Provided text:
::::::::::
The Gotha WD.14, WD.20, and WD.22 (Wasser Doppeldecker - "Water Biplane") were a family of biplane torpedo bomber floatplanes developed in Germany during World War I.

==Development==
They were conventional biplanes, essentially enlarged versions of the WD.11 and like it they had twin engines mounted tractor-fashion on the lower wing. The wider fuselage of these aircraft allowed the pilot and observer to sit side-by-side in the open cockpit, and a second 7.92 mm (.312 in) machine gun was added in an open dorsal position. Hinges were added to the wings, allowing them to be folded for storage.

69 WD.14s were built, but were found to be ineffective in their intended role of torpedo bomber, since their low speed made them extremely vulnerable to defensive fire. Many were subsequently converted into mine layers, and some were even used as transports, landing machine gun detachments during Operation Albion in October 1917. The WD.20 differed from the WD.14 only in having large auxiliary fuel tanks for long-range reconnaissance and having no torpedo- or mine-carrying capability.
::::::::::
Dataset entries:

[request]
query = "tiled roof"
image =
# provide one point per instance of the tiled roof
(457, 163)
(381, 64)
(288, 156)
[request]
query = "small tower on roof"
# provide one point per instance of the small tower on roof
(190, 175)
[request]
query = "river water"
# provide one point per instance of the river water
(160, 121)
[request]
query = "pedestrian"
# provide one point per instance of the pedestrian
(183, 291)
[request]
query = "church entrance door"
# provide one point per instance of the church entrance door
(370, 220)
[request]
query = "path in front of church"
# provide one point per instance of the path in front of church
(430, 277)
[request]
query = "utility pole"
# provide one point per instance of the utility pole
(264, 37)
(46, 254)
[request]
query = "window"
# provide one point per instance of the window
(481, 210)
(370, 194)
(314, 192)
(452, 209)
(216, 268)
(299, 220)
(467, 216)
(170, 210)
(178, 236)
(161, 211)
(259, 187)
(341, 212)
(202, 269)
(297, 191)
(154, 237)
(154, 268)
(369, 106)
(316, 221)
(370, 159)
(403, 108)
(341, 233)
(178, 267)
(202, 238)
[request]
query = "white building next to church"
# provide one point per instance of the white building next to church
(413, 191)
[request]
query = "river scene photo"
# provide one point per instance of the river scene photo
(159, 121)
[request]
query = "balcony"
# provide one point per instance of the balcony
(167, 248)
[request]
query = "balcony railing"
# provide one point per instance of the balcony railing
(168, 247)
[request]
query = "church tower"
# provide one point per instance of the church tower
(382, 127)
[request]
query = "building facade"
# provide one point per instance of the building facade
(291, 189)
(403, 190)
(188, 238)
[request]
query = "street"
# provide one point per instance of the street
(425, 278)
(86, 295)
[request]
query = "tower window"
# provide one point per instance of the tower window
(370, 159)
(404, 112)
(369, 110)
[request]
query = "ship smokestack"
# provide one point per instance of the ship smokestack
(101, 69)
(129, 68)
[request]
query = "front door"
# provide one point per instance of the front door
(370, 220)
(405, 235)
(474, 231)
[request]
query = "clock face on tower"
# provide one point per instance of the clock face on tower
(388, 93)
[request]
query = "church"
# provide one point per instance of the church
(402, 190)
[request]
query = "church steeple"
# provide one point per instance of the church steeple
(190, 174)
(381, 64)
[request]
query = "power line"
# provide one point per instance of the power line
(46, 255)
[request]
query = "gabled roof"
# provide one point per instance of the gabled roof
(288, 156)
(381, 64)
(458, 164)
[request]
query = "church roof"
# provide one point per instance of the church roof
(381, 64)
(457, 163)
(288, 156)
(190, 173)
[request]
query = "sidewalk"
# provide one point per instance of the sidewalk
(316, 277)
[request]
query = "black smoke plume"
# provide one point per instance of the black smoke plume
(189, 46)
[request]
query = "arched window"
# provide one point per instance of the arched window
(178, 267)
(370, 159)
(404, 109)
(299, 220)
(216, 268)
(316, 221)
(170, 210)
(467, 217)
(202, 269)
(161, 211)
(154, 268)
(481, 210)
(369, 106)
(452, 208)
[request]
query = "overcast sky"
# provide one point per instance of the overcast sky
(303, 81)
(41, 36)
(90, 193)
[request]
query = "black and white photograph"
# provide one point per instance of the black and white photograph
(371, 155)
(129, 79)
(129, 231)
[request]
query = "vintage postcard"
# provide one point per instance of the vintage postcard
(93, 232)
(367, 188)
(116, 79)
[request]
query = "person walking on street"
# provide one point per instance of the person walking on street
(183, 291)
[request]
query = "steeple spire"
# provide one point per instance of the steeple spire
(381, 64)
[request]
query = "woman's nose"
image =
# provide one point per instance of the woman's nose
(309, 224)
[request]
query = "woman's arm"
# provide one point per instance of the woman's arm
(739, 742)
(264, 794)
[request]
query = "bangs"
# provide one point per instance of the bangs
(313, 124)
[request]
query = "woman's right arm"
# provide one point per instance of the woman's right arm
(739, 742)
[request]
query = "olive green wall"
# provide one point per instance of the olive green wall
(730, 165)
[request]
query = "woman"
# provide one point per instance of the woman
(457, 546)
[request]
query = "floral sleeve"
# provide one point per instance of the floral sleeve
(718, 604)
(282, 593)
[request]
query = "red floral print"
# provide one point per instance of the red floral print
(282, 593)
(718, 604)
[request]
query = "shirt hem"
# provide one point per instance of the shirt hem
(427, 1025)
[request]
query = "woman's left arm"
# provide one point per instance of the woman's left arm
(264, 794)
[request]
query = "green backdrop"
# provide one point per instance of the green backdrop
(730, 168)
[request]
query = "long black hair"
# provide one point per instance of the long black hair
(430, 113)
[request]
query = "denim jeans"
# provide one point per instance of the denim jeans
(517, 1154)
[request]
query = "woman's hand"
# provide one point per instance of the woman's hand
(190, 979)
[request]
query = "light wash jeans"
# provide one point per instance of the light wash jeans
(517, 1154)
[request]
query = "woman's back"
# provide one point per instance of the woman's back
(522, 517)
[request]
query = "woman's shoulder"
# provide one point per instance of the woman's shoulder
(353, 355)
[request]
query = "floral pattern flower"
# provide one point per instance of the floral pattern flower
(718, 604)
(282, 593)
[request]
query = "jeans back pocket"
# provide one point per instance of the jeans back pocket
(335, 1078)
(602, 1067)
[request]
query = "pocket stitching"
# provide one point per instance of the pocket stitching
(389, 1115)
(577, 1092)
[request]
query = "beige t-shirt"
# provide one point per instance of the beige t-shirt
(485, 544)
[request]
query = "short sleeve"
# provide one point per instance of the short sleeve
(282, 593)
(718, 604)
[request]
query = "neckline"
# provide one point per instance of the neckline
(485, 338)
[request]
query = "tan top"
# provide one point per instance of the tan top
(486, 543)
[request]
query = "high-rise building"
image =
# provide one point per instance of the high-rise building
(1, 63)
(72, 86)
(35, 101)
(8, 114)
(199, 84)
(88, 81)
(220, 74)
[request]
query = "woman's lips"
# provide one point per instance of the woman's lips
::::::::::
Tasks:
[1] Answer these questions using the text about the Gotha WD floatplanes:
(a) Where on the aircraft were the twin engines mounted?
(b) What was added to the wings so they could be folded for storage?
(c) During which operation did some of these aircraft land machine gun detachments?
[2] Write out the part of the text about the Gotha WD floatplanes that opens with the words containing "69 WD.14s were" and closes with "or mine-carrying capability.", with no changes.

Task-by-task results:
[1]
(a) On the lower wing, tractor-fashion.
(b) Hinges.
(c) Operation Albion, in October 1917.

[2]
69 WD.14s were built, but were found to be ineffective in their intended role of torpedo bomber, since their low speed made them extremely vulnerable to defensive fire. Many were subsequently converted into mine layers, and some were even used as transports, landing machine gun detachments during Operation Albion in October 1917. The WD.20 differed from the WD.14 only in having large auxiliary fuel tanks for long-range reconnaissance and having no torpedo- or mine-carrying capability.